[[ RECORD EXCERPTS open ]]

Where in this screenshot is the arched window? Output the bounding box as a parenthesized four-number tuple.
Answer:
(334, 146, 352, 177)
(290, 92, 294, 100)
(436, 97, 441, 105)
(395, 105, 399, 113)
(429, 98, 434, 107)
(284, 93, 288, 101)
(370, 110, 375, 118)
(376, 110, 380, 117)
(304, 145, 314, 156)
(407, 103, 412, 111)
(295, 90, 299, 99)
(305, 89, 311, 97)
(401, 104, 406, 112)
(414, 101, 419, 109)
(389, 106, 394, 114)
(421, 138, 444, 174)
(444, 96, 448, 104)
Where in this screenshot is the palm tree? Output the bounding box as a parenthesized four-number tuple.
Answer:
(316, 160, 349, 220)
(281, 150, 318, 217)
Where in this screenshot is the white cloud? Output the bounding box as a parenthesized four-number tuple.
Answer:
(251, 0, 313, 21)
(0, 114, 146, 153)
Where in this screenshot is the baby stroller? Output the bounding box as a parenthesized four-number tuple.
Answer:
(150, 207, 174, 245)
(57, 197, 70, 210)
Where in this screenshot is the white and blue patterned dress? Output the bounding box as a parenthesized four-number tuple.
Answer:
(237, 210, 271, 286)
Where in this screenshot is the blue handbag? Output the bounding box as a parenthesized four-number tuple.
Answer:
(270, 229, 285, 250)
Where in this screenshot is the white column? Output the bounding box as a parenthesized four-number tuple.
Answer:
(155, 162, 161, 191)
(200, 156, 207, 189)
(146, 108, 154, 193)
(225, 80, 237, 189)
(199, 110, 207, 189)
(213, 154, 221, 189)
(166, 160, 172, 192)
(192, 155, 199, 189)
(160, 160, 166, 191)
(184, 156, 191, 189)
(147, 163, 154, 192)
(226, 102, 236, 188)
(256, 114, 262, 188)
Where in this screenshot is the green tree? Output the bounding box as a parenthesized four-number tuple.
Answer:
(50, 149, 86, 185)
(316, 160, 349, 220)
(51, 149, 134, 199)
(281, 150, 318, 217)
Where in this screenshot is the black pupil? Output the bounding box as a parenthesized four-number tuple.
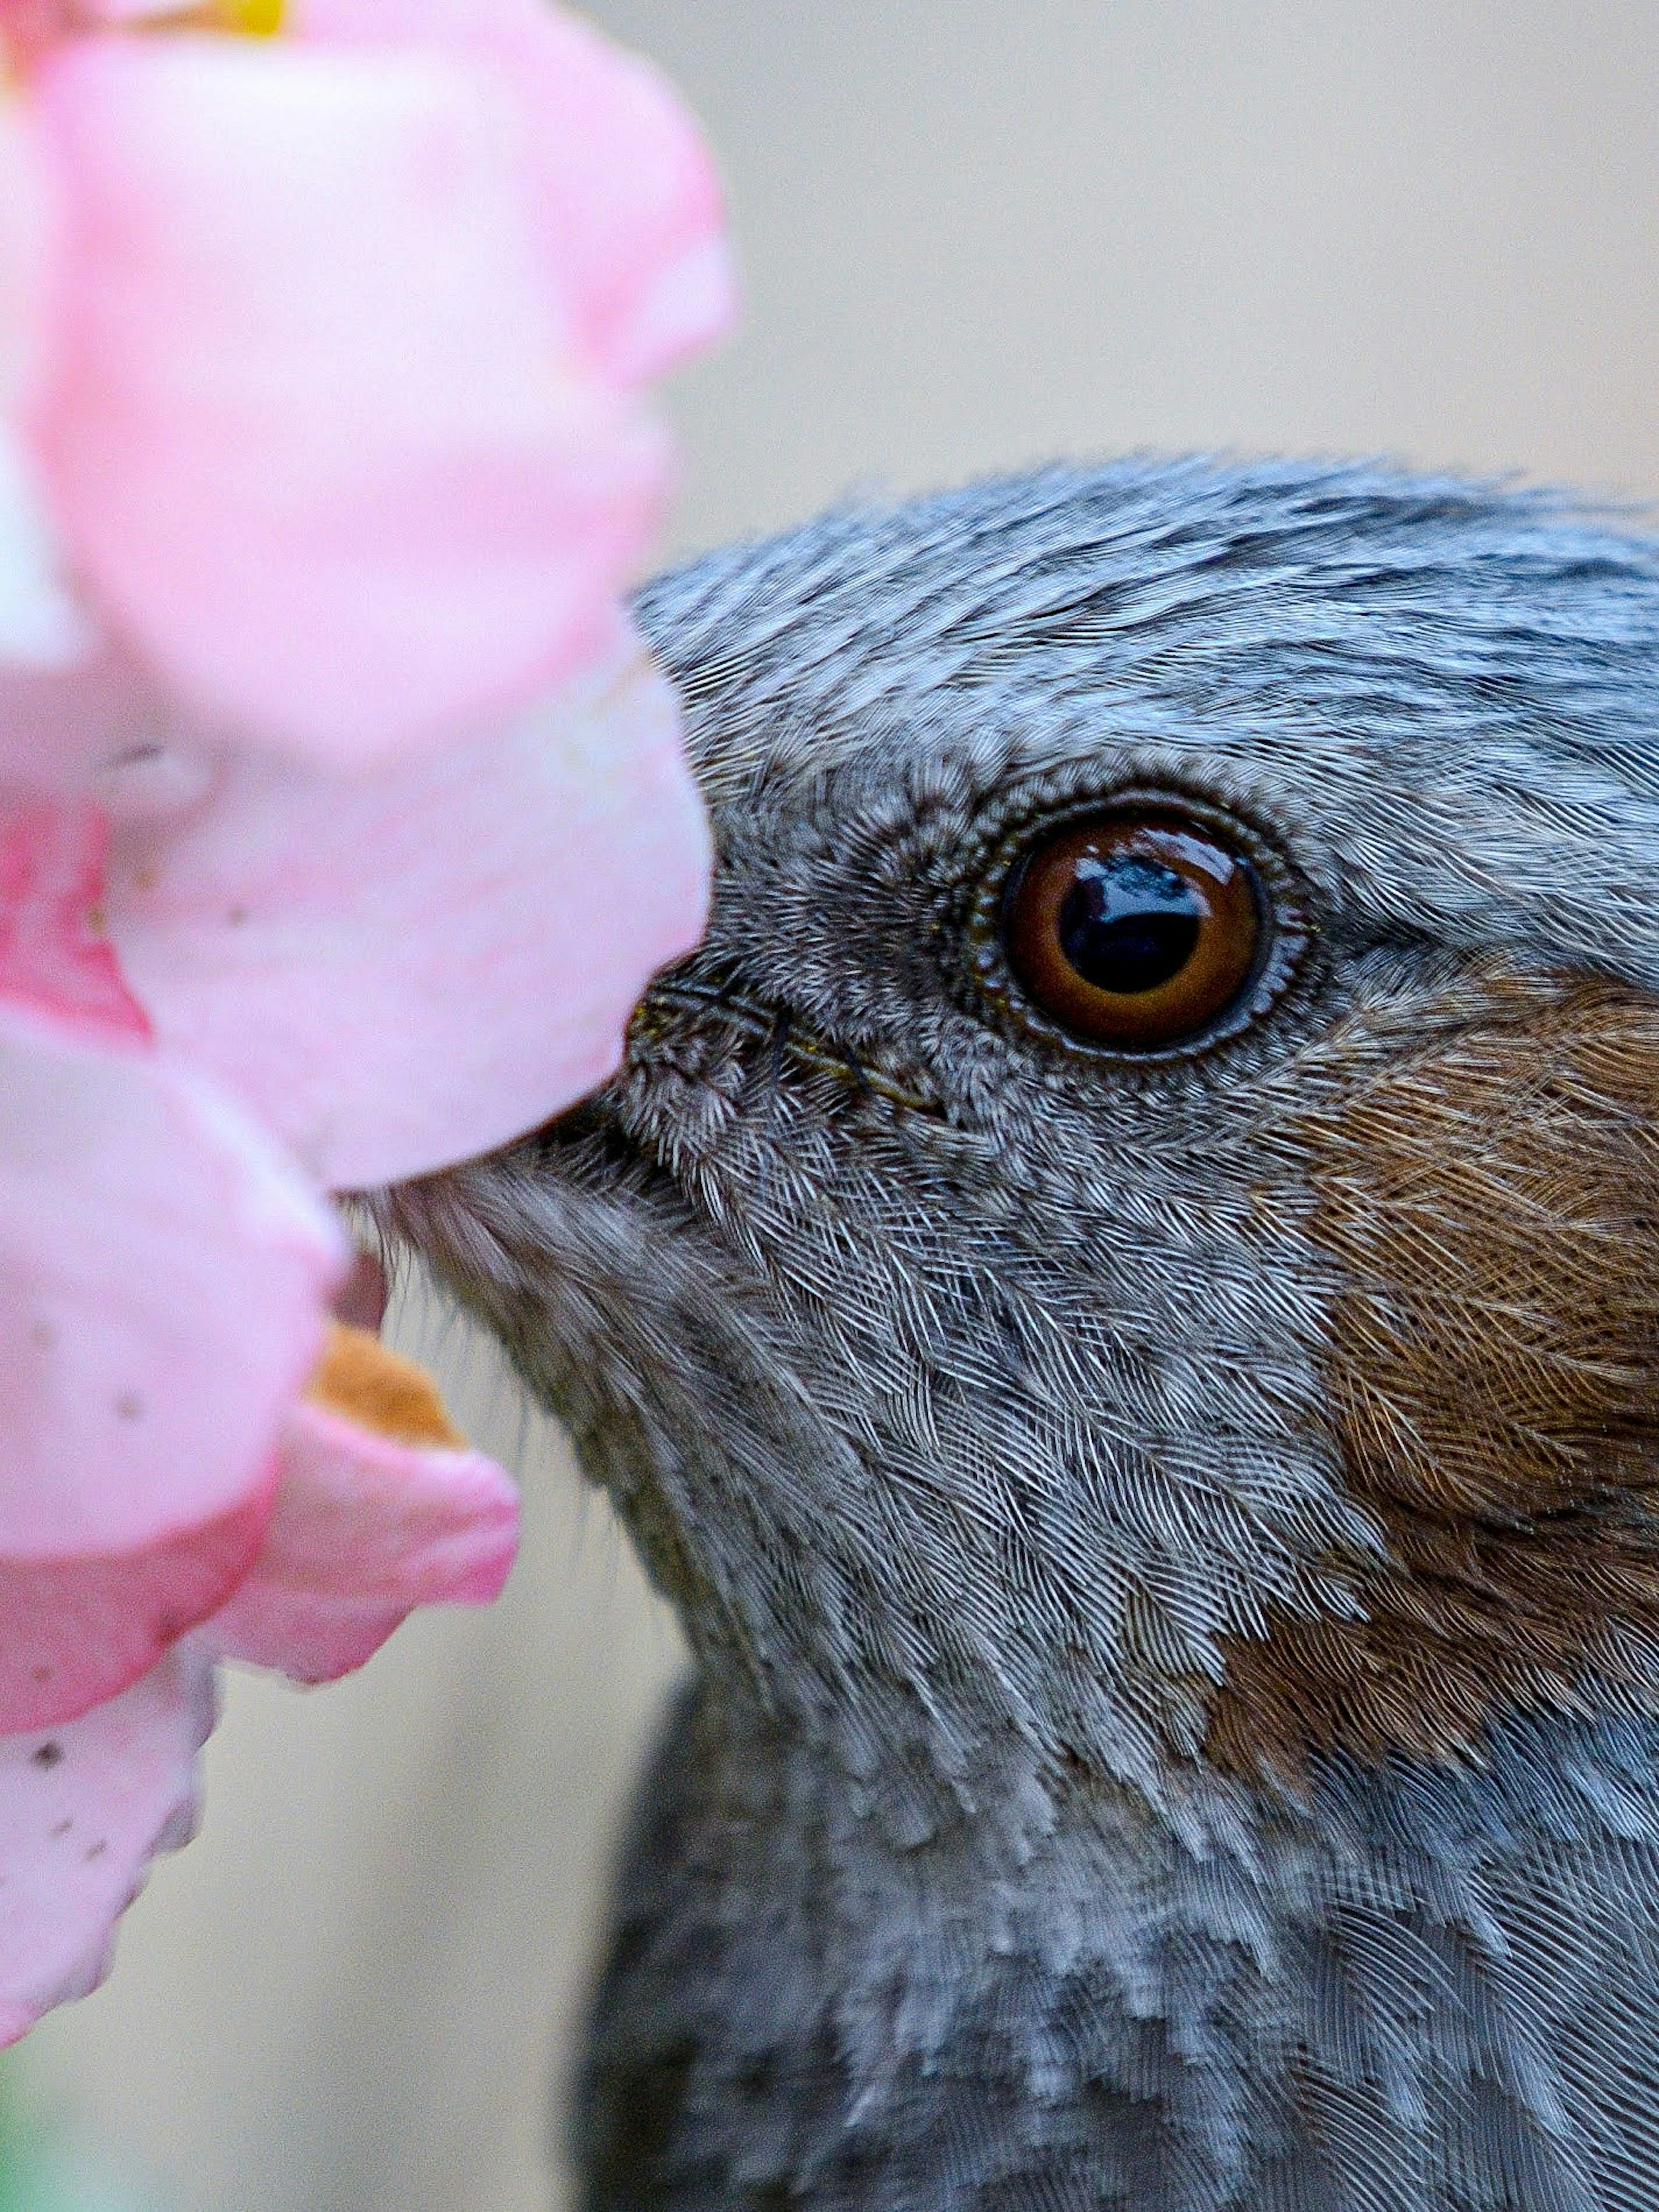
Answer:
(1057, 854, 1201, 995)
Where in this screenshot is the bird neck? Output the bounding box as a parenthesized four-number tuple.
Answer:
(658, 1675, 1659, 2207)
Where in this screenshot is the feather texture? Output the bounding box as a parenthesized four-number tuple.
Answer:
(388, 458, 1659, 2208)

[[ RECORD EXCERPTS closed ]]

## TASK STATEMENT
Count the lines in the entries above where the string "tree" shows up, and give that number only.

## TASK RESPONSE
2